→ Task statement:
Copy out the listing below with each "Indicate" replaced by "Mark" and everything else unchanged, leaving out the pictures.

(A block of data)
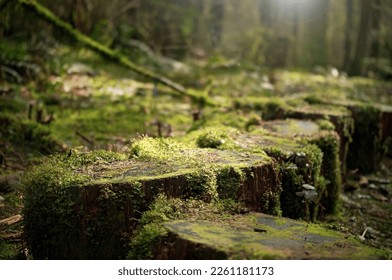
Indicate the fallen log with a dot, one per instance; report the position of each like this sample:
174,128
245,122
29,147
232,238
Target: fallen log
113,55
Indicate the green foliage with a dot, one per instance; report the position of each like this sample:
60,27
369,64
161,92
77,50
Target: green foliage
51,208
201,184
215,138
229,180
156,149
77,158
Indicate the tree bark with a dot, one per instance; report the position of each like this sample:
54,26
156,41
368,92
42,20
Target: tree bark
348,35
363,38
46,14
376,26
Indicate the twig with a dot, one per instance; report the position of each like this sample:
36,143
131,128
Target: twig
85,138
46,14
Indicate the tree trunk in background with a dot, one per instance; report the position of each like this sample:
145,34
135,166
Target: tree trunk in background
363,38
376,26
217,13
316,46
348,35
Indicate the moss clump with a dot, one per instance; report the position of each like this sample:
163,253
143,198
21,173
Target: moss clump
365,150
301,167
325,125
215,138
66,216
201,184
156,149
329,143
77,158
229,181
151,232
51,209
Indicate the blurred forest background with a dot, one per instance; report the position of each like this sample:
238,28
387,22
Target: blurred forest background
350,35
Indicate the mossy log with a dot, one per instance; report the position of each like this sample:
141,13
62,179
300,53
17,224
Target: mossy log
113,55
322,134
87,205
259,236
299,162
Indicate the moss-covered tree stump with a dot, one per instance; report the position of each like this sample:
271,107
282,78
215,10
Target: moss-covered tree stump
87,205
258,236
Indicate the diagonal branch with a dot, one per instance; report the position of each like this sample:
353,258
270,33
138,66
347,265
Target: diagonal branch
46,14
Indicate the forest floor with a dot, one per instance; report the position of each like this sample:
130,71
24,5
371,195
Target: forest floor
95,105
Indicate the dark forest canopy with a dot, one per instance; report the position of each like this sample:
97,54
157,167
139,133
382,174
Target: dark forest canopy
355,36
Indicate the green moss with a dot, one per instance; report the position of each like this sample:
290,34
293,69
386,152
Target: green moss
51,209
216,137
365,149
329,143
201,184
156,149
77,158
325,125
229,180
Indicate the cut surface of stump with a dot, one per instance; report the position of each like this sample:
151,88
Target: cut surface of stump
259,236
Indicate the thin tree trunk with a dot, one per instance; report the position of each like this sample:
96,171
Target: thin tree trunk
363,38
348,35
376,25
46,14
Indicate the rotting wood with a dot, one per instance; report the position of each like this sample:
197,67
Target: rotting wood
47,15
10,221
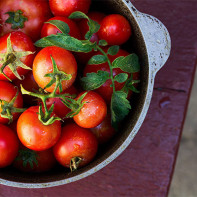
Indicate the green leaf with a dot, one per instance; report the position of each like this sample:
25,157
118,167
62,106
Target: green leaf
97,59
93,25
66,42
103,43
16,19
93,28
113,50
120,78
120,107
128,64
62,26
93,81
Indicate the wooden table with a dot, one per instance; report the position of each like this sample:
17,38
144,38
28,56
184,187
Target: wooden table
146,167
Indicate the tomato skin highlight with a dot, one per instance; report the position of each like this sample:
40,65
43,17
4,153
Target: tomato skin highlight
75,142
36,11
115,29
66,7
33,134
49,29
104,131
42,65
20,42
93,112
7,93
9,145
59,108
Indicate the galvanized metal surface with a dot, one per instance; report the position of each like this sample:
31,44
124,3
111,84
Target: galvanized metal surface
158,46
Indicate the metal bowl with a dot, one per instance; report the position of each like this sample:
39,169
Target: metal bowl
151,41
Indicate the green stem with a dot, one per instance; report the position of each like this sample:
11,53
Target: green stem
110,67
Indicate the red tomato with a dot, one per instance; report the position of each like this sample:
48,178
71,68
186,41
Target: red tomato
84,28
75,142
66,7
59,108
33,134
35,13
93,112
104,131
7,93
45,160
9,144
105,90
29,84
42,65
20,42
49,29
115,29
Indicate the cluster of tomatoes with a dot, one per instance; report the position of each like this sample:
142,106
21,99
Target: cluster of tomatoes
35,133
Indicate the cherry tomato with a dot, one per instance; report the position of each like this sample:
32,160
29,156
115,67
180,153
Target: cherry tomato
106,90
115,29
93,111
49,29
34,161
66,7
28,16
9,145
29,84
35,135
104,131
42,65
20,42
84,28
75,142
59,108
7,92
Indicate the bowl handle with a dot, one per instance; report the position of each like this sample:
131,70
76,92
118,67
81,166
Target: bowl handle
156,37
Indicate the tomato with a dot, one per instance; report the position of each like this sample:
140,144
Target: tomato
34,14
29,84
35,135
34,161
42,65
84,28
93,111
49,29
66,7
106,90
115,29
9,145
104,131
7,93
59,108
20,42
75,142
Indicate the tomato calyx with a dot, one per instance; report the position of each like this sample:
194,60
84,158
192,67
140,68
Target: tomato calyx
120,105
28,157
57,77
74,163
11,59
16,19
7,108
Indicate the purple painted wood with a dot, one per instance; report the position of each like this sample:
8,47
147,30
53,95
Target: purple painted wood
145,168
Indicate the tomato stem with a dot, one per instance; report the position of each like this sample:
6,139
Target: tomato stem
110,66
74,163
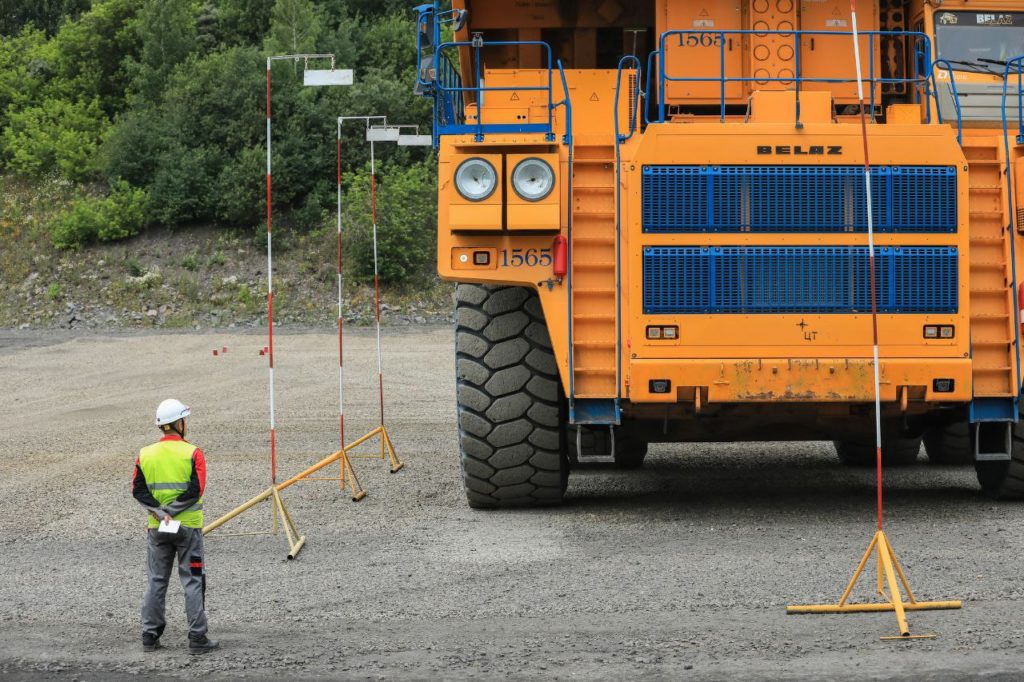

→ Output for this task:
Mark the fallen log with a dot, one per instance; report the position of each like this sample:
174,128
245,122
29,147
232,238
Target: fallen log
113,55
Mark the green foliage with a dot, one per instance; report the position of each like this sample:
60,27
369,64
161,92
77,50
Target: green foliage
51,208
201,184
215,138
229,180
156,149
77,158
Mark the tree bark with a dot, one per instance; report the position of each like this sample:
54,26
156,41
368,92
42,20
Target: tree bark
348,35
363,38
46,14
376,26
Mark the twig with a dot, one per instance; report the position of each like this sample:
36,143
131,128
Target: twig
85,138
46,14
Mark the tree trunk in background with a dot, one per instance; report the position of each like this sample:
145,34
135,166
Target: tree trunk in background
363,38
376,26
217,13
316,46
348,35
Mark the moss clump with a dot, one per instance; report the position of each like this sample:
163,253
143,198
21,173
Target: moss clump
365,150
301,167
325,125
215,138
66,216
201,184
156,149
329,143
77,158
229,181
151,232
51,209
Mark the blurred forest background with a dot, one per instance; report the position of each like this sample:
238,28
387,22
Target: blurred forest background
350,35
Mark the mossy log with a dot, one per instance; report the position of each like this sample:
141,13
62,179
300,53
17,224
Target: mossy log
113,55
322,134
87,205
259,236
299,162
Mark the moss-covered tree stump with a dot, one per instance; report the position of each like this sample:
271,107
282,78
215,10
Target: moss-covered tree stump
87,205
258,236
Mark the diagonal branch with a dot, one per instance; report the position of each like this sample:
353,258
270,33
138,66
347,265
Target: diagonal branch
46,14
Mark the forest floor with a dot, one per instance; report the position of each like this sample:
130,71
24,5
371,195
Target: forest floor
95,105
Mark the dark forest canopy with a dot, one per instance; report the position of each like this sample:
97,54
157,167
139,133
382,174
Target: dark forest canopy
355,36
Mark the green moss with a dot, one per instance; report the position of each like this sample:
290,34
293,69
386,152
Target: green moss
51,209
216,137
365,149
329,143
201,184
156,149
77,158
325,125
229,180
Mark the cut surface of stump with a dot, one per instance; report the position of each like this sample:
151,88
Target: cut surface of stump
259,236
Mark the thin tree trunk with a dot, one per instance; report the position of each like this sample:
96,171
Target: thin tree trunk
363,38
348,35
376,25
46,14
Mark the rotting wood with a dot, one per instance; report the position of each like this sample:
197,67
Target: rotting wood
47,15
10,221
Mark the green leaf with a dot, one per instance; report the position of each like this sample:
25,157
118,167
62,106
Target: green leaf
97,59
93,25
66,42
103,43
16,19
93,28
113,50
120,78
120,107
128,64
62,26
93,81
Mark the wooden table with a dot, one per instance; report the position of each like this sample:
17,38
144,38
28,56
184,187
Target: wooden table
146,167
Mark the tomato skin highlight with a dot, one per instance; report the position of each like this sample:
40,65
43,17
4,153
Target: tomato skin highlight
75,142
36,11
115,29
66,7
33,134
49,29
104,131
42,65
20,42
93,112
7,93
9,145
59,108
Mark the galvanized metal surface with a dot, one per instance; report the position of each like this sample:
31,44
124,3
111,84
Target: galvanized metal surface
158,46
Mark the metal bowl with a dot, one per instance; report the position of each like this sample:
39,169
Target: metal bowl
151,41
Mark the green stem with a dot, one per instance; report the position of each like this sample:
11,53
Target: green stem
110,67
Mark the red tomato with a dot, one per instance; report the position of each like this sample:
48,178
71,68
186,41
Target: red tomato
84,28
75,142
66,7
59,108
33,134
35,13
93,112
104,131
7,93
45,160
9,144
105,90
29,84
42,65
20,42
49,29
115,29
Mark the cluster of tomatoes with a dot, one per instance; report the position of each like this sample:
142,106
21,99
Target: cluster of tomatoes
35,133
Mark the cherry tomato with a dot, one per instance; report the position of each like this sample:
32,160
29,156
115,67
180,153
Target: cherry tomato
106,90
115,29
93,111
49,29
34,161
66,7
28,16
9,145
29,84
35,135
104,131
42,65
20,42
84,28
75,142
59,108
7,92
Mark the bowl handle with a dot, one per instance; report the position of each like this sample:
131,70
76,92
118,67
81,166
Target: bowl handle
156,37
Mark the tomato with a dot, one per instance; report the position of each like this sample:
140,144
Target: tomato
34,14
29,84
35,135
34,161
42,65
84,28
93,111
49,29
66,7
106,90
115,29
9,145
104,131
7,93
59,108
20,42
75,142
Mark the tomato calyx with a dot, one per instance; report the position of each like this sample:
194,60
84,158
192,67
140,68
Target: tomato calyx
120,105
28,157
57,77
74,163
11,59
16,19
7,108
Mark the purple painted wood with a dot, one per instance; report the position of each like this sample:
8,47
147,30
53,95
Target: purple painted wood
145,168
Mark the tomato stem with a dot, one per instance; report the position of each like this sample:
6,139
Target: tomato stem
110,66
74,163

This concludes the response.